## Start Passage

Somi

The trendy Ace Hotel in Shoreditch hosts one of the most talked about new jazz-world artists to have emerged over the last year timely with the release of new OKeh album The Lagos Music Salon, an aural portrait of Illinois-born singer Somi’s spell spent living for an extended period in the Nigerian city of Lagos. Somi is seen in some quarters as the new Angélique Kidjo and has come of age musically of late. Appropriately, world music icon Kidjo underlines that strong association between the two by guesting on the album.
For this project Somi performed with a band that included pianist Toru Dodo, guitarist Liberty Ellman, drummer Otis Brown III, trumpeter Ambrose Akinmusire and the bass guitarist Michael Olatuja, Angélique Kidjo guesting on ‘Lady Revisited’, a song Somi introduced on her 2007 album Red Soil in My Eyes, and rapper Common appearing on ‘When Rivers Cry’, a song about the environment and ravages of pollution.

## End Passage
## Start Stored rows

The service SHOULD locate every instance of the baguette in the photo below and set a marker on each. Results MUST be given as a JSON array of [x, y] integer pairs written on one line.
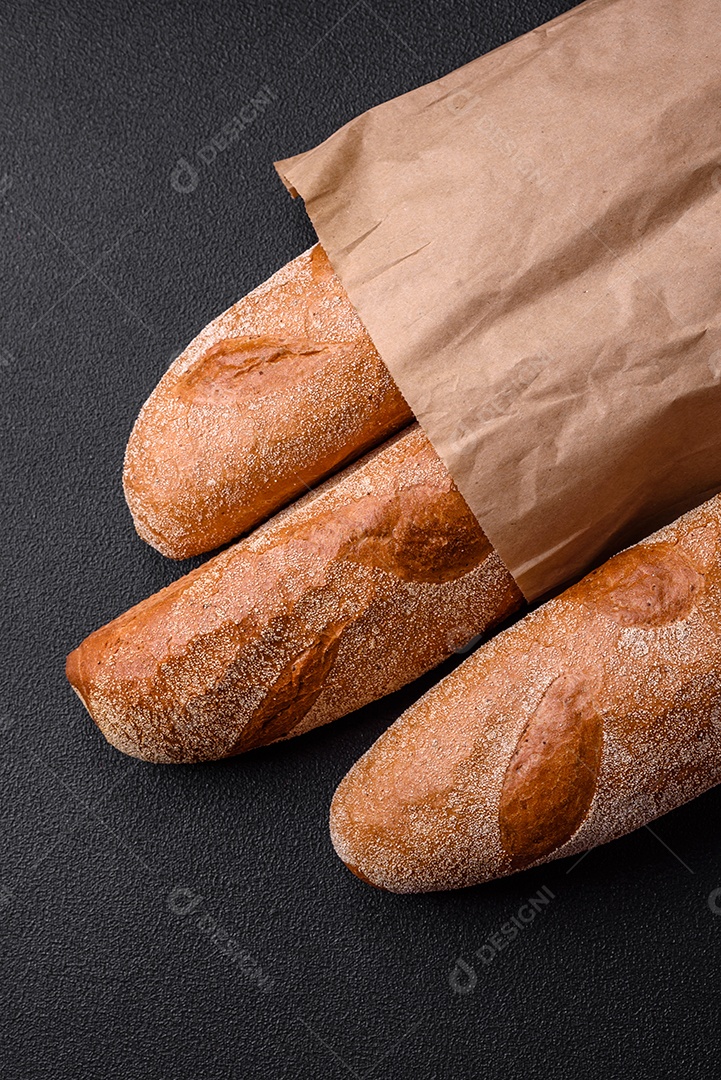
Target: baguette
[[588, 718], [272, 396], [344, 596]]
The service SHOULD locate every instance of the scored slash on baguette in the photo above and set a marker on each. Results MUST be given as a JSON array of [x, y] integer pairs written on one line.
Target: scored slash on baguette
[[347, 595], [272, 396], [592, 716]]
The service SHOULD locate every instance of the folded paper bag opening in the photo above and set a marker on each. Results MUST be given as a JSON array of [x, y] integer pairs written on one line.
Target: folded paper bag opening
[[529, 242]]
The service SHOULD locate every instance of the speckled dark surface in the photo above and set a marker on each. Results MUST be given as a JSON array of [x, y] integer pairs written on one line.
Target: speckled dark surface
[[194, 922]]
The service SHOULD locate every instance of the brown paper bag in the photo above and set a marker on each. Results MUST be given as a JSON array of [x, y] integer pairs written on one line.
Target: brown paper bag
[[534, 245]]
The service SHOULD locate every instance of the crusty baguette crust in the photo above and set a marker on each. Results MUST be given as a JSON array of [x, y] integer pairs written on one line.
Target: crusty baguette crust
[[272, 396], [589, 717], [344, 596]]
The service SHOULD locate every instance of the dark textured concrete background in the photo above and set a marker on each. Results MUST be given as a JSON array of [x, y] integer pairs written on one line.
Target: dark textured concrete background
[[194, 922]]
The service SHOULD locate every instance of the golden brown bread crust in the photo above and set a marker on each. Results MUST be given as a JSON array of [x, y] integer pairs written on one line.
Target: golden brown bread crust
[[273, 395], [586, 719], [342, 597]]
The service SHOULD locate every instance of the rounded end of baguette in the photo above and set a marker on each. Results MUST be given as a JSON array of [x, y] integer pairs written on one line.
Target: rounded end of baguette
[[372, 834]]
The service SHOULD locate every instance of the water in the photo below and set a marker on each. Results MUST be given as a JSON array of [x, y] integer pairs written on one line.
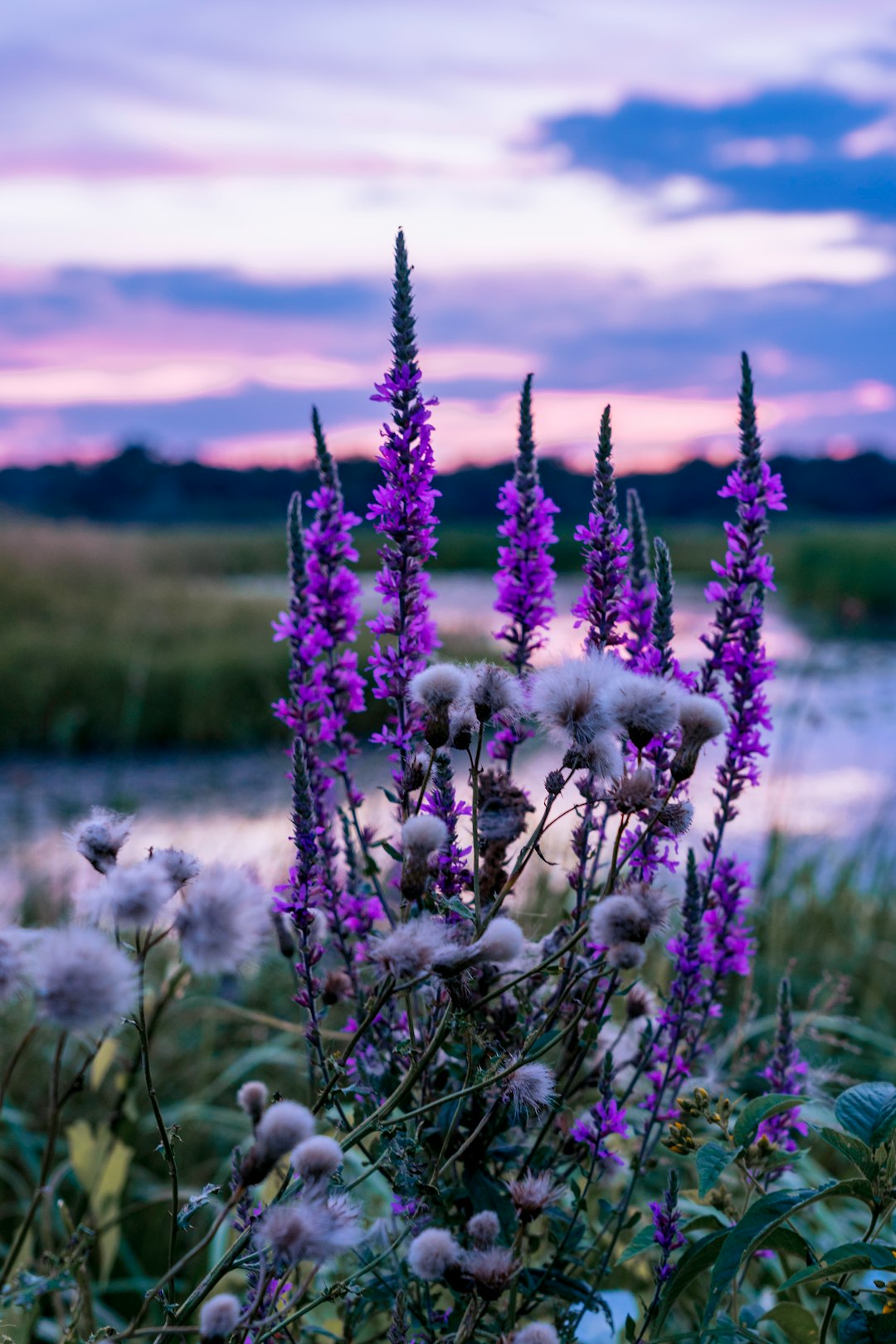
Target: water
[[830, 777]]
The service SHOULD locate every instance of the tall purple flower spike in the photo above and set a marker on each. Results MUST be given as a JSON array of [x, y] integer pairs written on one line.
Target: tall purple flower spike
[[403, 515], [606, 553], [525, 574]]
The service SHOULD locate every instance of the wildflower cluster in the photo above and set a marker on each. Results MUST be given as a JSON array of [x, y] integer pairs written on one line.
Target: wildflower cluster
[[479, 1054]]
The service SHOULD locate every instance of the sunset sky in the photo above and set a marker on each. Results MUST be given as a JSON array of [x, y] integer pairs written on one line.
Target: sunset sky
[[199, 202]]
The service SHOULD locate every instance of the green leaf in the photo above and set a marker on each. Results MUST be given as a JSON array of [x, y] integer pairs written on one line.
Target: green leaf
[[699, 1257], [860, 1109], [712, 1160], [853, 1148], [761, 1220], [796, 1322], [845, 1259], [640, 1244], [759, 1109]]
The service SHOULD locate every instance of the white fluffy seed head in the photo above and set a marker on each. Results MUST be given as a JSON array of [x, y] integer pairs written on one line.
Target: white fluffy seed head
[[416, 947], [484, 1229], [529, 1088], [572, 699], [536, 1332], [494, 693], [620, 919], [100, 836], [440, 686], [501, 941], [84, 983], [316, 1157], [218, 1317], [178, 864], [423, 834], [14, 962], [134, 897], [223, 921], [282, 1127], [433, 1253], [645, 706], [702, 718], [253, 1098]]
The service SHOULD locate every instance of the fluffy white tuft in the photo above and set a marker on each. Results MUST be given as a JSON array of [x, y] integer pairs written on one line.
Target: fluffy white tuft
[[282, 1127], [218, 1317], [100, 836], [223, 923], [423, 834], [84, 983], [431, 1253], [702, 718], [316, 1157], [440, 686]]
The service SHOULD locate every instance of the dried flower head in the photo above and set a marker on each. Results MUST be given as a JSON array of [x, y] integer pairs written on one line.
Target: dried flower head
[[316, 1159], [134, 897], [702, 718], [490, 1269], [218, 1317], [625, 956], [602, 756], [529, 1088], [438, 686], [484, 1229], [645, 706], [223, 921], [304, 1231], [533, 1194], [572, 699], [536, 1332], [253, 1098], [433, 1253], [84, 983], [503, 808], [494, 693], [635, 791], [100, 838], [14, 962], [620, 919], [416, 947], [179, 866]]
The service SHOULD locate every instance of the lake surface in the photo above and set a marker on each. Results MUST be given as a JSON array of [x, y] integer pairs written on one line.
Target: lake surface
[[830, 778]]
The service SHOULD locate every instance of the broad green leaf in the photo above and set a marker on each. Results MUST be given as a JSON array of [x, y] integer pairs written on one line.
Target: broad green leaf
[[845, 1259], [763, 1218], [699, 1257], [861, 1108], [640, 1244], [796, 1322], [712, 1160], [853, 1148], [759, 1109]]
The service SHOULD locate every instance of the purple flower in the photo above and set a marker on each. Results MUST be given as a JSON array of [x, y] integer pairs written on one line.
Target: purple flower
[[666, 1229], [606, 553], [402, 514], [525, 574]]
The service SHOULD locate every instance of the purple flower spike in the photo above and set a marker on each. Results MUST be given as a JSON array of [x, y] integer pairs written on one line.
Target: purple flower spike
[[402, 514], [606, 553], [525, 574]]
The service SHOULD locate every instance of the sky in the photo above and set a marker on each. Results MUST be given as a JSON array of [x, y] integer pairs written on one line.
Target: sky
[[197, 207]]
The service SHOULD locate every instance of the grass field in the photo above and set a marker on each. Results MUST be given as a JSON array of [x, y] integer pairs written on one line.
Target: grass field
[[127, 639]]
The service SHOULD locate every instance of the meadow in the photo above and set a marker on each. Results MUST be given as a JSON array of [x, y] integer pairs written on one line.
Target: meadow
[[121, 639]]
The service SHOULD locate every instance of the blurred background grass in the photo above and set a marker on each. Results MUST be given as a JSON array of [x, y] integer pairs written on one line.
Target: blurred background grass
[[124, 637]]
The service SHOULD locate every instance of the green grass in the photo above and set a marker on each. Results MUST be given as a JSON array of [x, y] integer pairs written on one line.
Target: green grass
[[134, 637]]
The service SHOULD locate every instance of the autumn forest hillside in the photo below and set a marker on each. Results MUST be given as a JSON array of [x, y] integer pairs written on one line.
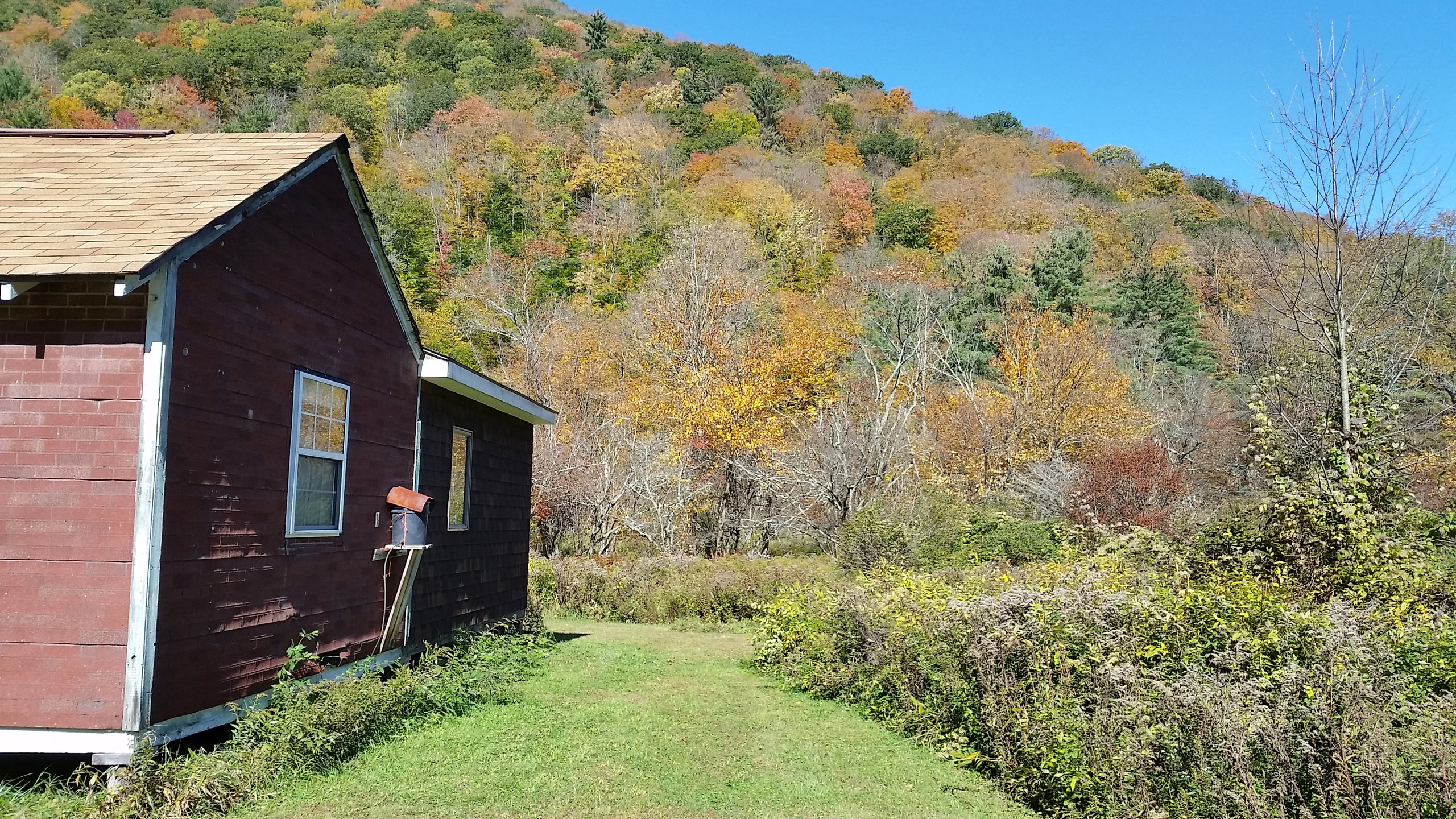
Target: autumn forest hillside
[[784, 308]]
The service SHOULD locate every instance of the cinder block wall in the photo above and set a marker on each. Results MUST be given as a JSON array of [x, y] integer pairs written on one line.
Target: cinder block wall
[[71, 390]]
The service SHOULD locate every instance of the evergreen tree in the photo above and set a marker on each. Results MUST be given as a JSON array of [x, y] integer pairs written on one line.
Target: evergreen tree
[[597, 31], [979, 297], [1060, 268], [592, 94], [1161, 301], [766, 100]]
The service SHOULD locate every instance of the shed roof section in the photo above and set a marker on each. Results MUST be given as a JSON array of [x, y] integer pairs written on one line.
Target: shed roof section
[[88, 206]]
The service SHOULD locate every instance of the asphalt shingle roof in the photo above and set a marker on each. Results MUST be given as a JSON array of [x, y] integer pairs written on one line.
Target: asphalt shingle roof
[[110, 206]]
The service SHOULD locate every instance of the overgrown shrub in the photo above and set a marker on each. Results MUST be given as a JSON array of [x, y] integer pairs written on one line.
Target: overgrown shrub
[[666, 589], [312, 727], [1130, 484], [1098, 690], [937, 531]]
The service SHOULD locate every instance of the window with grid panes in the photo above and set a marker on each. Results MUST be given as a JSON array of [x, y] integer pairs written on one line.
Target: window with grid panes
[[321, 426]]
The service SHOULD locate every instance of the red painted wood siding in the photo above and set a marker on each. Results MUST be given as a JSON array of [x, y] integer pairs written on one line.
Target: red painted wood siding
[[71, 388], [295, 286], [477, 574]]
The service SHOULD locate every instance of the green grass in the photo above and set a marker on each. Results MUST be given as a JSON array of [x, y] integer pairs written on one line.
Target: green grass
[[644, 721]]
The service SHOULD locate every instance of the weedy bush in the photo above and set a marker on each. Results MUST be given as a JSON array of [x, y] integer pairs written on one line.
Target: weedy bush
[[1111, 688], [311, 727], [938, 531], [670, 589]]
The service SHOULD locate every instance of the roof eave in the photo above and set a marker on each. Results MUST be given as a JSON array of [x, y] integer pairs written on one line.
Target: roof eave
[[464, 381]]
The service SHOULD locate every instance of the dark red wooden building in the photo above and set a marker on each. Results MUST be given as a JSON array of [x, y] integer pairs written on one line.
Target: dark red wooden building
[[209, 385]]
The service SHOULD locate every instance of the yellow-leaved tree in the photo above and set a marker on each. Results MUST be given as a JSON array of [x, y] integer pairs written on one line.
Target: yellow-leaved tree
[[1057, 392], [724, 365]]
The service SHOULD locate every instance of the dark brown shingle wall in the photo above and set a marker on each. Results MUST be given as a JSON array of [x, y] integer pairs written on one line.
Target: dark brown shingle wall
[[478, 574]]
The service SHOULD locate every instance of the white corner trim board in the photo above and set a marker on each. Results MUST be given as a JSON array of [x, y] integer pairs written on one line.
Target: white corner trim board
[[152, 464], [459, 379]]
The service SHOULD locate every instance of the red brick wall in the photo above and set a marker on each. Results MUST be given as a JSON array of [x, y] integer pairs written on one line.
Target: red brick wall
[[71, 385], [293, 286]]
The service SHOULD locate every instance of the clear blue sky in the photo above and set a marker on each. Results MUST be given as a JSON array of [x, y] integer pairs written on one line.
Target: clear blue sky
[[1183, 82]]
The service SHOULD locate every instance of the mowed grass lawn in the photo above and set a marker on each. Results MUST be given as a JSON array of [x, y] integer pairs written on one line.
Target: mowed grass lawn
[[641, 721]]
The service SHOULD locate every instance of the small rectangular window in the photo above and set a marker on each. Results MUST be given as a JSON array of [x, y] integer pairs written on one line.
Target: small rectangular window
[[459, 506], [321, 433]]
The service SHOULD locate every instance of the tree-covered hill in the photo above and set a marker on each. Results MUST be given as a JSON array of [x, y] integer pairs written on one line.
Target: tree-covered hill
[[771, 301]]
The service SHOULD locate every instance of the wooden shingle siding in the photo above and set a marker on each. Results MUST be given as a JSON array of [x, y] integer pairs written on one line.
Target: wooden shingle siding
[[477, 574], [293, 286], [71, 388]]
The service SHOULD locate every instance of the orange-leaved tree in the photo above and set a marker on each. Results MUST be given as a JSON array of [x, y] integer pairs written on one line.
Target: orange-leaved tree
[[724, 365], [1056, 392]]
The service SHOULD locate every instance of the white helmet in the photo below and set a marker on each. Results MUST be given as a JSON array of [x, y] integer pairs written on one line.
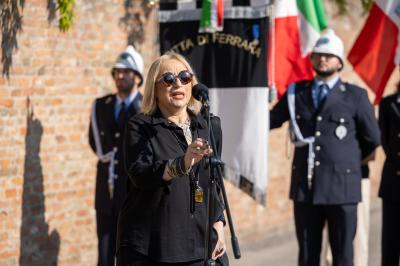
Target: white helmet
[[130, 59], [329, 43]]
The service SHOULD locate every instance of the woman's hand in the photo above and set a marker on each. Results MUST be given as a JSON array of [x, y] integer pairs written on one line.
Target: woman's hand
[[196, 151], [220, 247]]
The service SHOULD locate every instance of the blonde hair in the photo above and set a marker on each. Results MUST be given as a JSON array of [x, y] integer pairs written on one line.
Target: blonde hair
[[149, 104]]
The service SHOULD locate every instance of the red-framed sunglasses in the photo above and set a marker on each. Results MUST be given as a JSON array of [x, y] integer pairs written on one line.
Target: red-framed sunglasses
[[169, 79]]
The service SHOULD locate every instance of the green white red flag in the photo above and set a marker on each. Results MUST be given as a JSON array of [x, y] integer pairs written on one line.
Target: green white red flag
[[212, 16], [297, 26]]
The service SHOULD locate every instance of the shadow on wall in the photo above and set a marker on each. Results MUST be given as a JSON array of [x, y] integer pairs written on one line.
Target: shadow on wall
[[134, 20], [10, 25], [37, 246]]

## End Stored rows

:: Stated task A ::
Could you rewrite everything in the Somi review from "The trendy Ace" down to "on the album.", putting "Soho" in place of "Shoreditch"?
:: Stated task B ::
Which musicians does the Somi review name as members of her band for this project?

:: Exercise answer A ::
The trendy Ace Hotel in Soho hosts one of the most talked about new jazz-world artists to have emerged over the last year timely with the release of new OKeh album The Lagos Music Salon, an aural portrait of Illinois-born singer Somi’s spell spent living for an extended period in the Nigerian city of Lagos. Somi is seen in some quarters as the new Angélique Kidjo and has come of age musically of late. Appropriately, world music icon Kidjo underlines that strong association between the two by guesting on the album.

:: Exercise answer B ::
Toru Dodo, Liberty Ellman, Otis Brown III, Ambrose Akinmusire, Michael Olatuja